◆ SET PROBLEM: Count the lines in the rows below that contain the string "enclose". Reply with the number only.

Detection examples
■ ■ ■ ■

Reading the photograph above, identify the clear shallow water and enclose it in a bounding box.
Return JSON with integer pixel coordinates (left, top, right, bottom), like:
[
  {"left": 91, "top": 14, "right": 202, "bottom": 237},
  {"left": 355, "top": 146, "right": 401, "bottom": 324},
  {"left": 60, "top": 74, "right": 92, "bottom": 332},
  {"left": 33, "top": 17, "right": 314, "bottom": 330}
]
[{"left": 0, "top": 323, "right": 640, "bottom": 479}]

■ ■ ■ ■

◆ FINISHED ANSWER: 1